• **Your task**
Return, without any change, the lines of the listing below from the one containing "[tag] one dot per instance, sample [193,156]." through the final line of the listing, both ends included.

Start Extracted records

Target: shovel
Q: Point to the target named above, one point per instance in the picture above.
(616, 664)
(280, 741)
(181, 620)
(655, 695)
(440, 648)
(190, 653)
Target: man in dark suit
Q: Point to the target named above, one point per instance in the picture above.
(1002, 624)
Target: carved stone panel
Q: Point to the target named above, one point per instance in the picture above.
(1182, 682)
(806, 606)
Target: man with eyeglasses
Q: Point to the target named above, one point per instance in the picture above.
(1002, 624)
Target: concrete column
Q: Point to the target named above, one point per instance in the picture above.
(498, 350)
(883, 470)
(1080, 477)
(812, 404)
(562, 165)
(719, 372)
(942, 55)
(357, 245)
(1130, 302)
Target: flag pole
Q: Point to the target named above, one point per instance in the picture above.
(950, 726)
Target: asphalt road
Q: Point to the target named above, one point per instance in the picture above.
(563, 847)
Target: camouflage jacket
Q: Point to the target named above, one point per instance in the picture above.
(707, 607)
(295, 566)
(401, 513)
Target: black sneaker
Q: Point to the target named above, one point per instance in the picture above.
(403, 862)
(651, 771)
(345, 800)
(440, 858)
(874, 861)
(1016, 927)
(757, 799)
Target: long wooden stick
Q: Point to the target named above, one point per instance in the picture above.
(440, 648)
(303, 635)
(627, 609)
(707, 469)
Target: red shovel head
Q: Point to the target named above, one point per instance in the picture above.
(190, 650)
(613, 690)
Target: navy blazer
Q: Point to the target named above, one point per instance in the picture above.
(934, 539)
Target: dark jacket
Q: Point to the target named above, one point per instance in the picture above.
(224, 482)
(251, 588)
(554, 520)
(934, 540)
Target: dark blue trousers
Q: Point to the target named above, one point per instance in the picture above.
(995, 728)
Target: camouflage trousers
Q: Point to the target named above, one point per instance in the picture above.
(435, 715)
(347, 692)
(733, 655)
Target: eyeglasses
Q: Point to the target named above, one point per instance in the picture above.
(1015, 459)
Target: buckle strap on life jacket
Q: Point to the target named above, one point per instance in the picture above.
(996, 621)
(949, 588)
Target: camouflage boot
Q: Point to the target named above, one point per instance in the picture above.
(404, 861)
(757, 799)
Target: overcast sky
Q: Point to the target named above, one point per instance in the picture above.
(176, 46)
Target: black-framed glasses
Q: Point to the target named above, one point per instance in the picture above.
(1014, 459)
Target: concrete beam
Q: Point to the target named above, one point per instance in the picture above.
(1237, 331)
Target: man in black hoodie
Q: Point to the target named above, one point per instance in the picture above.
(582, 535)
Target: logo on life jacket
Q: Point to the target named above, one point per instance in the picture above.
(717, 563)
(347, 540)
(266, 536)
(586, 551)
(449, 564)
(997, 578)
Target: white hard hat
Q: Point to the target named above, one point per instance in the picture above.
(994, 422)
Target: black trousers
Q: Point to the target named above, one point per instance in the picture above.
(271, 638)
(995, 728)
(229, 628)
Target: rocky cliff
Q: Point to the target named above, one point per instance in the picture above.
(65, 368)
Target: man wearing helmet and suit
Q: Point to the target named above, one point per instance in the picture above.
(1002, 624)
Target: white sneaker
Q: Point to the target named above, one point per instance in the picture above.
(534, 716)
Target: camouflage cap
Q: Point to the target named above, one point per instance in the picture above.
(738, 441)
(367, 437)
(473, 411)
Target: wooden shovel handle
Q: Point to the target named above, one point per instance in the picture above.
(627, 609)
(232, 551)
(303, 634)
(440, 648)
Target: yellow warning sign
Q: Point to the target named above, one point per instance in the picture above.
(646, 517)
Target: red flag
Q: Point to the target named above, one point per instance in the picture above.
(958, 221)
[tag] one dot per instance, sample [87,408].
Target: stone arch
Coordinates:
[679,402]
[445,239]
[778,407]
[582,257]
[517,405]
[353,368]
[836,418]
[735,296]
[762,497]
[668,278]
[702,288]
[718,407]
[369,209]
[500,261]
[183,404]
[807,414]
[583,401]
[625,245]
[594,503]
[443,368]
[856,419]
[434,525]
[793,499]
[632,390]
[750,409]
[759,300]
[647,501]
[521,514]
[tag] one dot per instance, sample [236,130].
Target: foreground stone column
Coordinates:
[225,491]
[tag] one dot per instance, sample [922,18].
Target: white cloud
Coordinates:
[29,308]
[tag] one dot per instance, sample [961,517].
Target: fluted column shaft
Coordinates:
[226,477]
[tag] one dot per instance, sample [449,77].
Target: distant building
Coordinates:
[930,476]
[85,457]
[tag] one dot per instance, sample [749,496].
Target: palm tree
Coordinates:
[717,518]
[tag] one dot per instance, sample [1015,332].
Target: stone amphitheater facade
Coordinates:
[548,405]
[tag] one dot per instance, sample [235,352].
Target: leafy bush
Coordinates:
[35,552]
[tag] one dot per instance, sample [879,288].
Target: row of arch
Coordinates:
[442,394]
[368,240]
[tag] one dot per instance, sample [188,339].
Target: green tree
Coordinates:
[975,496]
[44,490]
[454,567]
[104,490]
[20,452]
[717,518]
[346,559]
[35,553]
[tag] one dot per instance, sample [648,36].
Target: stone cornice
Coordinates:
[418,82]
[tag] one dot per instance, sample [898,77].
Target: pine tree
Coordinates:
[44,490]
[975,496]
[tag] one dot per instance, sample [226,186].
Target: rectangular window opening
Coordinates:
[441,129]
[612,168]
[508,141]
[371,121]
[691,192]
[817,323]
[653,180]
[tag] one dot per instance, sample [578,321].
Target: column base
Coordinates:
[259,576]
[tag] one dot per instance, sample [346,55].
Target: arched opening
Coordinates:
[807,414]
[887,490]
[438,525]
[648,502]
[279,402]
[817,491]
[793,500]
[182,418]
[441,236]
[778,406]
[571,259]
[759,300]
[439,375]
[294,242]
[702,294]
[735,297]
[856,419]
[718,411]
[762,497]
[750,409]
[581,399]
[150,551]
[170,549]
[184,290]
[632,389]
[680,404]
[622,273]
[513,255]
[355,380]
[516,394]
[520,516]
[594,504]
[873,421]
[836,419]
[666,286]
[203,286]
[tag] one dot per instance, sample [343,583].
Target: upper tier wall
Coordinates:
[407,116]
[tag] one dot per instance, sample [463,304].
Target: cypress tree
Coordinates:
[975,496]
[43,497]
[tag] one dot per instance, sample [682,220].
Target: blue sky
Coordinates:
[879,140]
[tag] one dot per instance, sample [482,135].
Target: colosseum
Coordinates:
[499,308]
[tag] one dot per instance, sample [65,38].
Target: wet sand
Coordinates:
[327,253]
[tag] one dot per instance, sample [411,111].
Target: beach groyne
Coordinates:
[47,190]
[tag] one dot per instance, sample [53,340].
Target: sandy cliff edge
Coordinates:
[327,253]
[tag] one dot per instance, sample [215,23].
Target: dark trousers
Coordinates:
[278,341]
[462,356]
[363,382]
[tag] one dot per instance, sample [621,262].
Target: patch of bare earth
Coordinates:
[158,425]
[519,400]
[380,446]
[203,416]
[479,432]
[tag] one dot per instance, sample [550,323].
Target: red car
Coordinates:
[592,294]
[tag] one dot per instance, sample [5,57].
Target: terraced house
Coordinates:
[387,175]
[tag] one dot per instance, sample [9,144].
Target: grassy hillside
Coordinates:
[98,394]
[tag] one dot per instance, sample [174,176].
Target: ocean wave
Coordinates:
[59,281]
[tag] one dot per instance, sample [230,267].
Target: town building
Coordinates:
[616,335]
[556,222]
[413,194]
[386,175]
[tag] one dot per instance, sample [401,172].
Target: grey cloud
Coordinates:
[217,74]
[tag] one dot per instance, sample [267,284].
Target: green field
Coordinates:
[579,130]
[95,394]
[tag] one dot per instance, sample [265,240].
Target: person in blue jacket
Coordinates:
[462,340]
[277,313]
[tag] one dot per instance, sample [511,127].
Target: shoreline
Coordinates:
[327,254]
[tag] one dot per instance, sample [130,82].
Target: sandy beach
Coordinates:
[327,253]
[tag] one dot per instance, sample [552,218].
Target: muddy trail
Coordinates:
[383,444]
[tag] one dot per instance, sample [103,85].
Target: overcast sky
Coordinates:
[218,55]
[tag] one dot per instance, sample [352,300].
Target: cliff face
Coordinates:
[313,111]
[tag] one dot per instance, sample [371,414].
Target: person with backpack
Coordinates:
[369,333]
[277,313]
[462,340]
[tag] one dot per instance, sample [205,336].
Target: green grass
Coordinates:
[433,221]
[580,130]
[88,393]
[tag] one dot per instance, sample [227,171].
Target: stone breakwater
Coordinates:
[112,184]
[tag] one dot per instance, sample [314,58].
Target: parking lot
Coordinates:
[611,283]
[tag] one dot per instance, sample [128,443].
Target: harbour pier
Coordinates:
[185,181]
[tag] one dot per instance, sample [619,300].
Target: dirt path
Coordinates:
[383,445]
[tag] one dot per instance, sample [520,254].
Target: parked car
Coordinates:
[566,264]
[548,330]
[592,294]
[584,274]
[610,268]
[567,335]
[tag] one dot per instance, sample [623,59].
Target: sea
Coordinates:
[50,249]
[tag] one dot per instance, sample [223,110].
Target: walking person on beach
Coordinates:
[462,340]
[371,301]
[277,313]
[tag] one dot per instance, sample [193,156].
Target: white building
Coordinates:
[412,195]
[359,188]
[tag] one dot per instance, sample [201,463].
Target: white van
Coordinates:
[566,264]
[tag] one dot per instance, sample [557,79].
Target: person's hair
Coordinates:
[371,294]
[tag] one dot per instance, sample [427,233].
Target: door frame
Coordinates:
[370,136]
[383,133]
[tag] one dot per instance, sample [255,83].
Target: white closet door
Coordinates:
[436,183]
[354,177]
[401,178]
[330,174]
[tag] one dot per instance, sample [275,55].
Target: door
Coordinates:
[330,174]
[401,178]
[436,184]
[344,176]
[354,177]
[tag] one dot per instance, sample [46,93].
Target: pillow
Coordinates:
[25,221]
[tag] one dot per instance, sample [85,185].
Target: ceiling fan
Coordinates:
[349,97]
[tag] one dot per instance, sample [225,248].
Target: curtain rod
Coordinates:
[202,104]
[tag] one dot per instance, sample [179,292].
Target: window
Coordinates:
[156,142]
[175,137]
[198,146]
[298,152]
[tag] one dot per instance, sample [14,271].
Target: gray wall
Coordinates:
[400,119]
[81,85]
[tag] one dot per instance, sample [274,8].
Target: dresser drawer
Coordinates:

End Extracted records

• **Correct response**
[tag] one dot per instance, sample [193,156].
Target: white building
Coordinates:
[412,195]
[359,188]
[tag] one dot per instance, sample [201,463].
Target: white van
Coordinates:
[566,264]
[tag] one dot per instance, sample [557,79].
Target: person's hair
Coordinates:
[371,294]
[tag] one dot per instance, sample [427,233].
Target: door frame
Coordinates:
[370,136]
[383,133]
[tag] one dot per instance, sample [255,83].
Target: white closet door
Coordinates:
[436,183]
[354,177]
[401,178]
[330,174]
[tag] one dot per instance, sample [275,55].
Target: door
Coordinates:
[330,174]
[401,178]
[436,184]
[344,176]
[354,177]
[tag] one dot per instance, sample [46,93].
Target: pillow
Coordinates:
[25,221]
[tag] one dot per instance, sample [85,185].
Target: ceiling fan
Coordinates:
[349,97]
[tag] one dot per instance, sample [225,248].
Target: curtain rod
Coordinates:
[202,104]
[tag] one dot per instance, sample [179,292].
Target: window
Coordinates:
[156,142]
[175,137]
[198,146]
[298,152]
[tag] one dot per instance, sample [14,271].
Target: gray wall
Coordinates:
[400,119]
[81,85]
[tag] one dot per instance, sample [274,8].
Target: dresser drawer
Coordinates:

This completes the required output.